Exercise input: Begin

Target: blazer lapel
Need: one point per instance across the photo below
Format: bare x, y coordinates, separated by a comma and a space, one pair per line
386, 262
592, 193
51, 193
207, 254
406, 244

Exercise input: End

* Required work *
Print the records above exactly as written.

* Solution to this task *
Target: blazer lapel
Need: one point per instance across the photo below
Format: bare x, y coordinates, separated by a comma and a space, one pair per line
386, 262
592, 193
51, 193
207, 254
406, 244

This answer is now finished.